• SUPPLIED TEXT:
● ● ●
There is not much room on this storyboard to consider broader factors. The film ignores decades of white flight from urban schools, the growing income divide between the wealthy and the poor, test-driven reforms that strip richness from the curriculum, the systematic devaluation of teaching as a profession, and the dismantling of desegregation laws, welfare support, and health care benefits.

Other voices are left unheard and unacknowledged, including disaffected parents, community leaders, and civil-rights groups that are beginning to push back against the tide of mass firings and charter-school creation. Missing in action from any frame are the NAACP, the Urban League, and the Washington, D.C. voters who recently ousted Mayor Adrian Fenty in large part because his heavy-handed education initiatives excluded their participation.

Nor does Guggenheim present alternative solutions. New York City, for example, is home to a growing, under-the-radar consortium of urban public schools that have had decades of measurable success with underprivileged children, focusing on students’ reasoning abilities rather than test-taking prowess. A more sober, less commercial documentary produced by Frederick Wiseman in 1994, High School II, explores the ideas behind these progressive schools. The film also does something Superman does not attempt: it burrows inside an East Harlem high school and its classrooms to try and understand how and why it works.

In Superman, instead, troops are rallied for a partisan battle. On one side are the self-described rebels, the good reformers, storming the gates of the status quo; on the other side, anyone who disagrees. A pre-film-release cover story in New York magazine allied these warriors with Obama (who was himself described as challenging “his party’s hoariest shibboleths and most potent allies.”)
● ● ●
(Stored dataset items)

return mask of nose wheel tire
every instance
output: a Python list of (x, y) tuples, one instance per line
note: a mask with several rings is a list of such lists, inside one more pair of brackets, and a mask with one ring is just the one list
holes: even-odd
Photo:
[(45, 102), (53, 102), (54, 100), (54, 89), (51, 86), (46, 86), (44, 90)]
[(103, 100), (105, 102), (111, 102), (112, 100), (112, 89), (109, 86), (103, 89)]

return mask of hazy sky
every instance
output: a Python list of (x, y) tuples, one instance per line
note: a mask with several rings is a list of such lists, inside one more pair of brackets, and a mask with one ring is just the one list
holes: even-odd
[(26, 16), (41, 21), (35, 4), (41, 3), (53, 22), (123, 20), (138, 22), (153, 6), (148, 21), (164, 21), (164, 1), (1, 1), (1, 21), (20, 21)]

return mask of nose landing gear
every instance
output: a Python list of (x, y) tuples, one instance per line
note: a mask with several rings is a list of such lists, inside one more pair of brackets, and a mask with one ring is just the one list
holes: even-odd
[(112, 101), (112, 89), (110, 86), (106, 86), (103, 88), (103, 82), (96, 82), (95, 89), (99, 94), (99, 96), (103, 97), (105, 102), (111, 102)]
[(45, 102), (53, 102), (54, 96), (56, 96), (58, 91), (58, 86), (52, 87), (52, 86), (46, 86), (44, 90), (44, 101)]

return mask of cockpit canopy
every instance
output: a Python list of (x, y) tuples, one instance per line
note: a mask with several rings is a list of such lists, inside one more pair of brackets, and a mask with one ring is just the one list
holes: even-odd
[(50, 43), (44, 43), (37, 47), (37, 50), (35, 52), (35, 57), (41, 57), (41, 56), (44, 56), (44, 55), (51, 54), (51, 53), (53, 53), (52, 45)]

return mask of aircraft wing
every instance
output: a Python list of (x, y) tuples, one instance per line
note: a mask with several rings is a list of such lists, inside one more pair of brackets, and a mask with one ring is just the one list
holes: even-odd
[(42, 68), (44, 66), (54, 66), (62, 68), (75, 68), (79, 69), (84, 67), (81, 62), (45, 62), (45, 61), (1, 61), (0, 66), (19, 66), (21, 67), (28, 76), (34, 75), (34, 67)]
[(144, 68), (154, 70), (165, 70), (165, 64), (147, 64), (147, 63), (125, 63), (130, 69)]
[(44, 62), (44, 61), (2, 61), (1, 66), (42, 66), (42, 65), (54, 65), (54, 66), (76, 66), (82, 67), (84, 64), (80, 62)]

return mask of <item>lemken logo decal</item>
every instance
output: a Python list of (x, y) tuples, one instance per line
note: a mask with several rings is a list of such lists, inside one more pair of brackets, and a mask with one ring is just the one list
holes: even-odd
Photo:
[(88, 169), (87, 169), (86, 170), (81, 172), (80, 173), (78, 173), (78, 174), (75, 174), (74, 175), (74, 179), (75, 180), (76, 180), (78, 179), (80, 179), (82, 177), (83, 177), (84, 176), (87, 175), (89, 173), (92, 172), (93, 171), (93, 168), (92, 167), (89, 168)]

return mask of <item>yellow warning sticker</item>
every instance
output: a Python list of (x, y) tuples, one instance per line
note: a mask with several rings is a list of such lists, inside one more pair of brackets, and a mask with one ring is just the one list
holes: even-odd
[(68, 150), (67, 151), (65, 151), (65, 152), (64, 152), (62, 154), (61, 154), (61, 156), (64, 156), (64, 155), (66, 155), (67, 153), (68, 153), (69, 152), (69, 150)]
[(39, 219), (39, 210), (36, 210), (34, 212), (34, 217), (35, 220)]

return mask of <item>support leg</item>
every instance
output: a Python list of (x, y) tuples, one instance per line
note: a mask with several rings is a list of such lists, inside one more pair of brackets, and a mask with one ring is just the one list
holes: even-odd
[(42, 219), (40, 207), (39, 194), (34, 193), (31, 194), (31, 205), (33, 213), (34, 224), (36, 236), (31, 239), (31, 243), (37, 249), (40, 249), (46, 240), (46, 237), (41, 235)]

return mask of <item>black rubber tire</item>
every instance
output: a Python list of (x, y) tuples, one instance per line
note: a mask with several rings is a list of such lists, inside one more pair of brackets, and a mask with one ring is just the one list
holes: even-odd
● ● ●
• WHAT THE TASK ASKS: Please extend the critique of the documentary Superman, picking up right after its last paragraph. The listing isn't needed here.

• ANSWER TO THIS TASK:
The notion of creating a functional, even superior, education system is not, of course, a new one. Public school reforms have come and gone and come again in waves of innovation and regulation since the Soviets beat us into space with Sputnik in the late Fifties. Nearly three decades later, President Ronald Reagan warned us that our schools were drifting in a “rising tide of mediocrity.” Since then, politicians have largely tilted their models towards business paradigms, believing that marketplace principles of competition, standards and accountability would break the government’s monopoly on public education and provide a fresh, anti-bureaucratic start for school districts.

The current reformers, then, are anything but iconoclasts. They are merely the latest and highest-octane participants in this movement—with a few new tools and icons on their desktop. They bring with them not only this blockbuster Hollywood documentary, but also a confluence of new money and political clout. They count among their legions of philosophical and monetary supporters high-profile education CEOs like New York City’s Joel Klein and D.C.’s Michelle Rhee (who recently resigned). They have also won the support of philanthropists like Bill and Melinda Gates, Eli Broad, the Walton Family, and Oprah. Together, these benefactors finance popular charter-school franchises like the Knowledge Is Power Program and Achievement First.

It is, to be sure, a show-stopping lineup, and it has captured the credulous attention of veteran broadcast anchors and national columnists. These are not pundits often found wandering among the tangled weeds of education policy. Some appear to be using Superman as their crash course in the subject, emerging from the theatre with a story line in hand and a fire in their belly—no questions asked.

Tom Friedman, for example, urged readers to see Superman in a Times column headlined “Steal this Movie, Too.” NBC dedicated a week to Superman in September, coinciding with the film’s release. Calling Guggenheim’s creation an “in-depth probe of public education in America,” the network sent its top anchors and senior correspondents to cover the story, blitzing town hall meetings, conducting interviews, and forming oddly one-sided panels. (One misguided segment was tentatively labeled “Does Public Education Need a Katrina?” before someone mercifully yanked it.)

Matt Lauer referenced the movie twice in his kickoff interview with President Obama for Today. CBS anchor Katie Couric, not to be outdone, wrote a blog post promising to explore several issues raised in Superman. Oprah dedicated two shows to the film and staged Facebook founder Mark Zuckerberg’s $100 million giveaway to Newark’s schools—with political strings attached.

Even media mogul Rupert Murdoch delivered a full-throated policy speech inspired by Superman. “If you have not seen this film I urge you to do so,” he told an audience at the nonprofit Media Institute in early October. “[Guggenheim] portrays these rotten public schools the way we should think of them: as deadly as any heartless factory poisoning the local drinking water.”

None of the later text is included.